[TASK TO CARRY OUT] A faithful copy is required. Print each line of the data exactly and omit the pictures.

[EXCERPTED RECORDS]

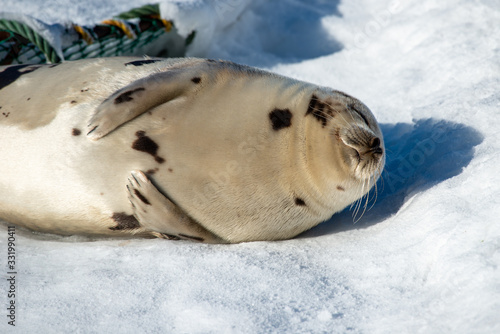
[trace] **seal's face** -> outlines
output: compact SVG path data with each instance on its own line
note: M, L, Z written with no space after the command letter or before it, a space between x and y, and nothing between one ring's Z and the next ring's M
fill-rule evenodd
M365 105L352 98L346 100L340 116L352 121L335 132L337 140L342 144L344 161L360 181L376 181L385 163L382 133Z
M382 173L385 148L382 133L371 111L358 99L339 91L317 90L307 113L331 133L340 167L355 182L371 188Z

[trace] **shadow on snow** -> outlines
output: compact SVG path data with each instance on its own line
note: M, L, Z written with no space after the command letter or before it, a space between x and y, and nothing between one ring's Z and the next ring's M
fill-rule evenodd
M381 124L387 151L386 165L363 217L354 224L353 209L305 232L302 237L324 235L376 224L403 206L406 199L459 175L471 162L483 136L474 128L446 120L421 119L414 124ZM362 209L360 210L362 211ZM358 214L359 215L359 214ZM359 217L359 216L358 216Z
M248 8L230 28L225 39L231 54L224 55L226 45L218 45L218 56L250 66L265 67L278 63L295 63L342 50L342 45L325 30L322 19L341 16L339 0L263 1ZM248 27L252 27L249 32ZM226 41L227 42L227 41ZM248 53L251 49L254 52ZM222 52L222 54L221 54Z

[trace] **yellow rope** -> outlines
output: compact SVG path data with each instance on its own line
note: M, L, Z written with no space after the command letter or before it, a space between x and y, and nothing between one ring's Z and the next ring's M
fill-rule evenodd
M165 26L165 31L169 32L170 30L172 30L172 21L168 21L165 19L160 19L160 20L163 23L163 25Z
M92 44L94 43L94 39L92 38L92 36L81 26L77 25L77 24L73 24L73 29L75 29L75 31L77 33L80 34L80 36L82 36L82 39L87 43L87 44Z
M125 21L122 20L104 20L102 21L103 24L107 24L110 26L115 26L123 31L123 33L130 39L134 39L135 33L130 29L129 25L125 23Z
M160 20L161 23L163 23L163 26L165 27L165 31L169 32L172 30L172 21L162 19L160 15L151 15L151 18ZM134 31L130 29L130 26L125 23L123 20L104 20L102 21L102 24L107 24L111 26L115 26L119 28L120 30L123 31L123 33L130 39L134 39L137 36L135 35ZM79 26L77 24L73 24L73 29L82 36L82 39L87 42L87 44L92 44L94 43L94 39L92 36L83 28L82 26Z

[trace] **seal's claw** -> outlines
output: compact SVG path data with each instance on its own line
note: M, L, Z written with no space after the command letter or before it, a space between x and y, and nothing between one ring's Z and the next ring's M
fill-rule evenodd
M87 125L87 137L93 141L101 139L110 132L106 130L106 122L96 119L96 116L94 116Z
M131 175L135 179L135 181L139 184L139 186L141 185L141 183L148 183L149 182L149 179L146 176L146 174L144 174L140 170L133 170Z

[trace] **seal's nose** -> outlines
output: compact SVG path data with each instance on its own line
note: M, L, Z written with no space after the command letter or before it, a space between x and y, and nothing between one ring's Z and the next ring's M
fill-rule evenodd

[RESULT]
[trace] **seal's face** -> outlines
output: compact SVG path data with each instance on its own line
note: M, L, Z written with no space after the command letter or before it, a space between x and y, and nothing between one ring's Z and the next ring's M
fill-rule evenodd
M365 105L352 98L346 100L340 116L352 121L335 132L337 140L342 144L344 161L360 181L376 181L385 163L382 133Z
M382 173L385 148L382 133L371 111L358 99L339 91L317 90L307 113L331 133L340 167L355 182L371 188Z

[trace] **shadow on snow** -> outlines
output: compact SVG path data with each instance on its own line
note: M, L, Z written with no space after the command letter or before it, a space between x and y, and nothing between one ring's Z and the next ring's M
fill-rule evenodd
M381 124L387 151L386 165L363 217L354 224L353 209L305 232L302 237L324 235L376 224L403 206L406 199L459 175L471 162L483 136L474 128L446 120L421 119L414 124ZM362 209L360 210L362 211ZM358 214L359 215L359 214ZM359 217L359 216L358 216Z
M248 8L230 28L225 39L231 54L224 55L226 45L218 45L218 56L250 66L265 67L278 63L295 63L342 50L342 45L325 30L322 19L341 16L339 0L263 1ZM248 27L252 27L249 32ZM226 41L227 42L227 41ZM248 53L251 49L254 52ZM222 52L222 54L221 54Z

[trace] **yellow rope** -> outlines
output: compact SVG path data with each instance on its own line
note: M, L, Z written with no space after the command letter or before it, a space between x and y, and nothing between one ring's Z and the next ring's M
fill-rule evenodd
M165 26L165 31L169 32L170 30L172 30L172 21L168 21L165 19L160 19L160 20L163 23L163 25Z
M92 44L94 43L94 39L92 38L92 36L81 26L77 25L77 24L73 24L73 29L75 29L75 31L77 33L80 34L80 36L82 36L82 39L87 43L87 44Z
M125 21L122 20L104 20L102 21L103 24L107 24L110 26L115 26L123 31L123 33L130 39L134 39L135 33L130 29L129 25L125 23Z
M160 20L161 23L163 23L163 26L165 27L165 31L169 32L172 30L172 21L162 19L160 15L151 15L151 18ZM134 31L130 29L130 26L125 23L123 20L104 20L102 21L102 24L107 24L111 26L115 26L119 28L120 30L123 31L123 33L130 39L134 39L137 36L135 35ZM79 26L77 24L73 24L73 29L82 36L82 39L87 42L87 44L92 44L94 43L94 39L92 36L83 28L82 26Z

[trace] **seal's claw** -> outlines
output: compact SVG path data with each instance on its own line
note: M, L, Z written with no space after the command letter or before it, a space between x and y, and nothing between one ring's Z and the next ring's M
fill-rule evenodd
M87 125L87 137L93 141L101 139L110 132L106 130L106 122L96 119L96 116L94 116Z
M131 175L135 179L135 181L139 184L139 186L141 185L141 183L148 183L149 182L149 179L146 176L146 174L144 174L140 170L133 170Z

[trace] **seal's nose** -> outlines
output: compact SVG path data with each instance on its own line
note: M, L, Z written with no space after the command letter or before it, a space between x and y, and nothing between one ring's Z and the next ring's M
fill-rule evenodd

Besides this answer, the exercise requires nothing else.